Stated task
Copy out every line of the entries below, keeping each one word for word.

Available records
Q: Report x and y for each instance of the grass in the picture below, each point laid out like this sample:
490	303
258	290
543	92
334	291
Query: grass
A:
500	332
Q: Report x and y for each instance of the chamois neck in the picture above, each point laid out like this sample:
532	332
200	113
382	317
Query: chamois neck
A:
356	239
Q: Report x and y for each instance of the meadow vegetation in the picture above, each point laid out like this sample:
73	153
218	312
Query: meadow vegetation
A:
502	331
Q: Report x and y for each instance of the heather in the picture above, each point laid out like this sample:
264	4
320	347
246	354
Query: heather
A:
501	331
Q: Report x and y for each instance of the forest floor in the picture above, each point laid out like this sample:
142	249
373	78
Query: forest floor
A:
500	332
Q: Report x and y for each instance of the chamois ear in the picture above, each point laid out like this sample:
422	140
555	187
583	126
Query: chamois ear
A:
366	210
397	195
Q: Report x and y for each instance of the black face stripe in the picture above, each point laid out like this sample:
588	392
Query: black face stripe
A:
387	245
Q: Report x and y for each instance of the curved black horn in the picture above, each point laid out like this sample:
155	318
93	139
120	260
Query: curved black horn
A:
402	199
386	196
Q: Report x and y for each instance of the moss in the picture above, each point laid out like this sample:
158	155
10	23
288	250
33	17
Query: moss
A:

The reply
Q: Report x and y for each instance of the grass in the picture below, each point laid out like this sample:
490	303
258	290
543	92
334	291
Query: grass
A:
500	332
Q: Report x and y for each instance of the chamois neck in the picture above, each point laid out like this sample:
532	332
200	113
382	317
Query: chamois neck
A:
356	239
Q: Report x and y for each instance of the meadow vegetation in the picture above, each point laid out like this sample:
73	153
218	312
Query: meadow vegetation
A:
502	331
Q: Report x and y for each instance of the heather in the picture above, each point laid out like this sample:
264	4
320	347
246	354
Query: heather
A:
501	331
Q: Report x and y for each instance of the forest floor in the picture above, each point laid out like this sample:
142	249
373	78
Query: forest floor
A:
500	332
Q: Report x and y for each instance of the chamois ear in the picture above, each point laid out like this sample:
422	140
555	187
583	126
Query: chamois ear
A:
366	210
397	195
Q: Report x and y for each instance of the black face stripe in the picture above, each point laid out like this sample:
588	392
Query: black face stripe
A:
387	245
Q: Report x and y for each instance of the curved black horn in the picture above, each point laid out like this sample:
155	318
93	139
120	260
Query: curved black horn
A:
402	199
386	196
Q: Report x and y for each instance of the moss in the picture above, each point laid out like this sample:
158	155
10	23
288	250
33	17
Query: moss
A:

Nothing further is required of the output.